> **About this task**
Show every line below that contains the string "negative", copying each one in full.
*** Data section ***
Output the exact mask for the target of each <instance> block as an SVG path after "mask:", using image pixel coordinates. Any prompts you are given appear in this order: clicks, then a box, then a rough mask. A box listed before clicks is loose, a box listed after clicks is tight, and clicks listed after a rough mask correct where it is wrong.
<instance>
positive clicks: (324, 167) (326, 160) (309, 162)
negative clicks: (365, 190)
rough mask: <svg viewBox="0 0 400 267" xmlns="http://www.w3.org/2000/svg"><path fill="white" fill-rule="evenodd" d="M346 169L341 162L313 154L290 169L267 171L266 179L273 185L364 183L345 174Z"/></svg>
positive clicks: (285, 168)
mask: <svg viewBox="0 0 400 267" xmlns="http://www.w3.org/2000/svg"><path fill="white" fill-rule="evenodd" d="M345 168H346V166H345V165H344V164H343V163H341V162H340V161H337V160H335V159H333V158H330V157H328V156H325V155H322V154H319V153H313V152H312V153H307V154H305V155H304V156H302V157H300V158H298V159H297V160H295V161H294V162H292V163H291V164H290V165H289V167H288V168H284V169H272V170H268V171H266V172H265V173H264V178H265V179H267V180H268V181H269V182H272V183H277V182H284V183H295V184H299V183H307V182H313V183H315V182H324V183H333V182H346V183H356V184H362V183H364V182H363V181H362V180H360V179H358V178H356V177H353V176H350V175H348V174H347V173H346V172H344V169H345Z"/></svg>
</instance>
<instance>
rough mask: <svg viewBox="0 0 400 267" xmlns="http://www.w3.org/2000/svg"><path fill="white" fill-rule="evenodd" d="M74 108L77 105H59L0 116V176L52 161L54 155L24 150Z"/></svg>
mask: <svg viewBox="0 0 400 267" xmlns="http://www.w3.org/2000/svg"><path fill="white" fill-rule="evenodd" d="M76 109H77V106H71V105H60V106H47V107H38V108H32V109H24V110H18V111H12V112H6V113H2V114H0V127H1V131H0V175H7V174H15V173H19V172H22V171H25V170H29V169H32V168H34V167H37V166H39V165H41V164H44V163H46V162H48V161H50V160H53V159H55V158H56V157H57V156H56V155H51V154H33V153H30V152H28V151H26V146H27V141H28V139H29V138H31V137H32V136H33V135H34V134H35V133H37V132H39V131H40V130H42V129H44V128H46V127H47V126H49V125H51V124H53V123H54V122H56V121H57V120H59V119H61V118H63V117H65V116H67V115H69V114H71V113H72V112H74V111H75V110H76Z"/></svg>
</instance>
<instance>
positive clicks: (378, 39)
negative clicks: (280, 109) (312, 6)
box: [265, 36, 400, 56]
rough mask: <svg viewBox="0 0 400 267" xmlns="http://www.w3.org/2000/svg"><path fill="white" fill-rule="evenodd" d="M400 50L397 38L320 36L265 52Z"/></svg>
***
> **Task result**
negative clicks: (365, 190)
negative clicks: (280, 109) (312, 6)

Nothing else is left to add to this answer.